>>>

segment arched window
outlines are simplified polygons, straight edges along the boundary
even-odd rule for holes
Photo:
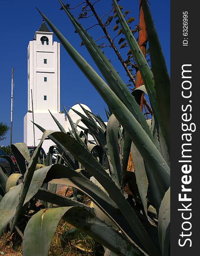
[[[44,42],[46,42],[46,44],[47,45],[49,45],[49,38],[45,35],[42,36],[40,38],[40,41],[42,42],[42,44],[44,44]]]

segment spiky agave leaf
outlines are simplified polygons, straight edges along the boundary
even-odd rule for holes
[[[35,214],[24,232],[23,255],[47,256],[53,236],[62,218],[95,237],[99,242],[117,254],[123,256],[147,255],[92,212],[83,207],[75,206],[44,209]]]
[[[43,14],[52,30],[83,73],[97,90],[117,119],[127,130],[143,157],[145,158],[157,182],[166,191],[169,186],[169,168],[149,135],[144,131],[134,116],[93,69]],[[149,129],[149,127],[148,129]]]
[[[158,106],[170,154],[170,81],[159,39],[146,0],[141,0],[148,36],[151,69],[155,81]]]

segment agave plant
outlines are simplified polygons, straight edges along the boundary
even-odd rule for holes
[[[35,124],[44,133],[31,159],[26,155],[24,145],[18,151],[19,162],[24,163],[26,159],[29,164],[27,166],[21,164],[24,171],[23,183],[11,188],[0,203],[0,232],[11,221],[11,233],[23,205],[30,199],[36,198],[60,207],[43,209],[31,217],[24,234],[24,256],[47,255],[61,218],[103,245],[107,248],[105,255],[111,255],[111,251],[126,256],[169,255],[169,79],[146,0],[141,2],[147,24],[152,70],[116,2],[113,1],[144,83],[144,86],[134,90],[132,94],[87,31],[59,1],[106,82],[47,17],[40,12],[41,15],[112,113],[107,112],[109,119],[106,127],[99,116],[86,110],[83,109],[86,115],[77,111],[87,127],[81,127],[83,130],[81,132],[77,129],[79,124],[73,123],[66,109],[71,126],[69,133],[52,114],[60,132],[46,131]],[[151,123],[146,120],[137,103],[135,97],[138,90],[149,95],[153,111]],[[88,141],[88,133],[93,137],[96,144]],[[47,137],[57,145],[65,164],[57,163],[36,170],[40,148]],[[138,203],[133,204],[129,198],[126,200],[121,186],[126,182],[131,149],[136,181],[133,187],[138,192],[135,199]],[[49,155],[50,157],[51,154]],[[90,179],[83,175],[84,170],[89,173]],[[134,180],[132,176],[128,178]],[[65,184],[82,192],[92,200],[94,210],[41,187],[47,183]]]

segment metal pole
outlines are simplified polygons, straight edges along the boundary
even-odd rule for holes
[[[33,93],[32,93],[32,89],[31,89],[31,100],[32,102],[32,115],[33,116],[33,122],[34,122],[34,114],[33,113]],[[33,139],[34,140],[34,147],[35,147],[35,127],[34,124],[33,125]]]
[[[10,145],[12,144],[12,113],[13,112],[13,72],[14,69],[12,67],[12,78],[11,80],[11,124],[10,124]]]

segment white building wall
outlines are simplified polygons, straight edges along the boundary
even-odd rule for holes
[[[36,32],[36,40],[30,41],[28,47],[28,108],[32,110],[32,89],[35,113],[49,113],[48,109],[53,113],[60,111],[60,44],[52,41],[52,35],[51,32]],[[49,45],[46,42],[42,44],[40,38],[44,35],[49,38]]]
[[[49,39],[42,44],[40,38]],[[53,33],[37,31],[34,40],[28,47],[28,111],[24,118],[24,141],[28,146],[34,145],[32,121],[32,90],[34,122],[46,130],[60,131],[51,116],[49,110],[64,127],[65,115],[60,111],[60,44],[53,41]],[[47,63],[44,63],[44,59]],[[46,78],[45,81],[44,77]],[[44,96],[46,96],[45,100]],[[35,126],[35,145],[40,142],[43,133]],[[50,140],[45,140],[43,148],[47,153],[54,145]]]
[[[59,121],[60,123],[64,127],[65,126],[65,115],[63,113],[54,114],[55,117]],[[34,138],[33,137],[33,125],[32,121],[32,114],[27,113],[24,118],[24,142],[27,146],[34,145]],[[50,114],[49,113],[34,113],[34,122],[35,123],[40,125],[46,130],[52,130],[53,131],[59,131],[57,126],[54,120]],[[42,137],[43,133],[35,126],[35,145],[37,146],[40,143]],[[47,153],[49,147],[54,145],[51,140],[46,140],[43,143],[42,147]]]

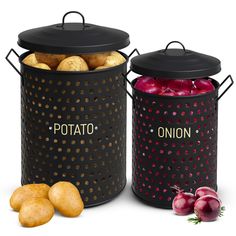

<<<

What is needed:
Render the lines above as a Markdown table with a "Row" column for the row number and a "Line text" column for the line, omitting blank lines. Leave the pictures out of the table.

Answer to the exercise:
| Row | Line text |
|---|---|
| 1 | segment arched window |
| 2 | outlines are simplified polygons, straight edges along the boundary |
| 3 | even-odd rule for holes |
| 4 | Photo: |
| 5 | [[[44,42],[46,42],[46,44],[47,45],[49,45],[49,38],[45,35],[42,36],[40,38],[40,41],[42,42],[42,44],[44,44]]] |
| 6 | segment spiky agave leaf |
| 7 | outlines are simplified polygons, straight edges along the boundary |
| 8 | even-odd rule for holes |
| 9 | [[[35,214],[24,232],[23,255],[47,256],[53,236],[62,218],[95,237],[99,242],[117,254],[123,256],[147,255],[92,212],[83,207],[75,206],[44,209]]] |
| 10 | [[[43,14],[52,30],[83,73],[97,90],[117,119],[127,130],[143,157],[145,158],[157,182],[166,191],[169,186],[169,168],[149,135],[144,131],[134,116],[93,69]],[[149,129],[149,127],[148,129]]] |
| 11 | [[[158,106],[170,154],[170,81],[159,39],[146,0],[141,0],[148,36],[151,69],[155,81]]] |
| 12 | segment agave plant |
| 13 | outlines are simplified polygons, straight edges along the boundary |
| 14 | even-odd rule for holes |
| 15 | [[[35,124],[44,133],[31,159],[26,155],[24,145],[18,151],[19,162],[24,163],[26,159],[29,164],[27,166],[21,164],[24,171],[23,183],[11,188],[0,203],[0,232],[11,221],[11,233],[23,205],[30,199],[36,198],[60,207],[43,209],[31,217],[24,234],[24,256],[47,255],[61,218],[103,245],[107,248],[105,255],[111,255],[111,251],[126,256],[169,255],[169,79],[146,0],[141,2],[147,24],[152,70],[116,2],[113,1],[144,83],[144,86],[134,90],[132,94],[87,31],[59,1],[106,82],[47,17],[40,12],[41,15],[112,113],[107,112],[109,119],[106,127],[99,116],[86,110],[83,109],[86,115],[77,111],[87,127],[81,127],[83,130],[81,132],[77,129],[79,124],[73,123],[66,109],[71,126],[69,133],[52,114],[60,132],[46,131]],[[151,123],[146,120],[137,103],[135,97],[138,90],[149,95],[153,111]],[[88,141],[88,133],[93,137],[96,144]],[[47,137],[57,145],[65,164],[57,163],[36,170],[40,148]],[[138,203],[133,204],[129,198],[126,200],[121,186],[126,182],[131,149],[136,181],[133,187],[138,192],[135,199]],[[49,155],[50,157],[51,154]],[[90,179],[83,175],[84,170],[89,173]],[[134,180],[132,176],[128,178]],[[65,184],[82,192],[92,200],[94,210],[41,187],[47,183]]] |
| 16 | segment metal pole |
| 17 | outlines are simplified polygons, straight edges along the boundary |
| 18 | even-odd rule for holes |
| 19 | [[[33,93],[32,93],[32,89],[31,89],[31,100],[32,102],[32,115],[33,116],[33,122],[34,122],[34,114],[33,113]],[[33,139],[34,140],[34,147],[35,147],[35,127],[34,124],[33,125]]] |
| 20 | [[[10,145],[12,144],[12,113],[13,112],[13,72],[14,69],[12,67],[12,78],[11,80],[11,124],[10,124]]] |
| 21 | segment white building wall |
| 22 | outlines are simplified polygons, straight edges along the boundary |
| 23 | even-odd rule for holes |
| 24 | [[[36,32],[36,40],[30,41],[28,47],[28,108],[32,110],[32,89],[35,113],[49,113],[48,109],[53,113],[60,111],[60,44],[52,41],[52,35],[51,32]],[[49,45],[46,42],[42,44],[40,38],[44,35],[49,38]]] |
| 25 | [[[49,39],[42,44],[40,38]],[[53,33],[37,31],[34,40],[28,47],[28,111],[24,118],[24,141],[28,146],[34,145],[32,121],[32,90],[34,122],[46,130],[60,131],[51,116],[49,110],[64,127],[65,115],[60,111],[60,44],[53,41]],[[47,63],[44,63],[44,59]],[[46,78],[45,81],[44,77]],[[44,96],[46,96],[45,100]],[[35,126],[35,145],[40,142],[43,133]],[[50,140],[45,140],[43,148],[47,153],[54,145]]] |
| 26 | [[[59,121],[60,123],[64,127],[65,126],[65,115],[63,113],[54,114],[55,117]],[[34,138],[33,137],[33,125],[32,121],[32,114],[27,113],[24,118],[24,142],[27,146],[34,145]],[[50,114],[49,113],[34,113],[34,122],[35,123],[40,125],[46,130],[52,130],[53,131],[59,131],[57,126],[54,120]],[[42,137],[43,133],[35,126],[35,145],[37,146],[40,143]],[[47,153],[49,147],[54,145],[51,140],[46,140],[43,143],[42,147]]] |